Work to complete: Copy out the listing beneath, missing nothing.

-- Records for this task follows --

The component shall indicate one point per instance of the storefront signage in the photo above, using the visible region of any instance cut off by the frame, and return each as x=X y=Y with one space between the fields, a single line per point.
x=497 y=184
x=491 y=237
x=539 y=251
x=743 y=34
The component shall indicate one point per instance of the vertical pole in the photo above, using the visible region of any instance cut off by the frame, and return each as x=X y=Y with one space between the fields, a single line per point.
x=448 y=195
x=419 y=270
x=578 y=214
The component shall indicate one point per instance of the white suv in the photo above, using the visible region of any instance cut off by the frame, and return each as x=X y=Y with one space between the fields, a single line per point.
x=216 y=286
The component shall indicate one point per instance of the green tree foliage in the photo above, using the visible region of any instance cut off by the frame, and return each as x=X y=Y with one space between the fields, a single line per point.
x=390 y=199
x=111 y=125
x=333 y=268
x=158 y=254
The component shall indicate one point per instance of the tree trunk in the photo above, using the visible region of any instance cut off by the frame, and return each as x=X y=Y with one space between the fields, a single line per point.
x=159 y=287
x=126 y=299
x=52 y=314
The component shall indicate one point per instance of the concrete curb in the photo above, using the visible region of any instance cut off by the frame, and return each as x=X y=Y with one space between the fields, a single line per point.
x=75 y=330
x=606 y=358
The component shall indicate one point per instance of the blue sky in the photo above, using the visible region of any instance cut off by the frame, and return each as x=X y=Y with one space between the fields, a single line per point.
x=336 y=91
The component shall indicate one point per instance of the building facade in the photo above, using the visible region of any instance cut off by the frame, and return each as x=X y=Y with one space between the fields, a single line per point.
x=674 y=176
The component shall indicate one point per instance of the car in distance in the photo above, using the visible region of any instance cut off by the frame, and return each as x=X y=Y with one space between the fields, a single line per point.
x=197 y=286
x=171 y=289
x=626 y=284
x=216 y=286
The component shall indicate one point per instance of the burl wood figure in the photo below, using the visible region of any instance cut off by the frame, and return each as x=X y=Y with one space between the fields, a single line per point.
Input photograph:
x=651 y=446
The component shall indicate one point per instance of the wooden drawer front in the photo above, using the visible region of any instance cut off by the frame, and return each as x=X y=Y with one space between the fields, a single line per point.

-- Records for this task concluded --

Expected answer:
The component shall indicate one point per instance of the storefront signage in the photo above, using the visible region of any instance cut off by the frame, and return each as x=X y=Y with one space between the fields, a single line per point.
x=497 y=184
x=491 y=237
x=539 y=251
x=743 y=34
The component shall indicate one point per instance of the vertical pole in the photo above, using the visible region of any instance cut off by the frame, and return each as x=X y=Y with one space between the fields, a single line per point.
x=448 y=195
x=419 y=270
x=578 y=214
The component shall indicate one point per instance of the white suv in the photo above, using the visible region of any instance cut off by the frame, and return each as x=X y=Y with one space between the fields, a single line per point.
x=216 y=286
The component shall indicate one point per instance of the green tree foliage in the photo above, using the visible region of any instance cut off by the frame, and return each as x=X y=Y with one space between the fields, a single line per point.
x=390 y=199
x=111 y=125
x=333 y=268
x=158 y=254
The component shall indicate one point per instance of the tree trunk in the photo above, using the visible region of any instance cut off by the frame, and return each as x=X y=Y with one space between the fields, a single line per point.
x=159 y=287
x=126 y=299
x=52 y=314
The component shall indicate one point per instance of the concrete curb in the photo above, using the visible region of any instance cut off by the frame, and return each as x=X y=Y with one space between the fields, a single line per point.
x=75 y=330
x=606 y=358
The component shall indicate one point per instance of the blue sky in the photo above, using the visible region of any instance cut off by the frame, and return each as x=X y=Y with one space between the fields, a single line per point.
x=336 y=91
The component shall indicate one point per instance of the building facade in the photo above, using the visible region of any instance cut off by the frame, and return each as x=X y=Y with one space between the fields, a single line per point.
x=674 y=176
The component shall indicate one point per instance of the car in distance in the photo above, using the visible region of any instance cut off by the frame, and return each as x=X y=Y with one space between the fields, a single line per point.
x=197 y=286
x=171 y=289
x=626 y=284
x=216 y=286
The component shall indicate one point per instance of the burl wood figure in the photo below, using the visible region of any instance cut off by the frame, and return each as x=X y=Y with one space between the fields, a single line per point.
Input photograph:
x=651 y=446
The component shall indicate one point per instance of the wooden drawer front in the photo above, using the visible region of any instance cut off by the frame, and return each as x=X y=Y with one space between the fields, a single line per point.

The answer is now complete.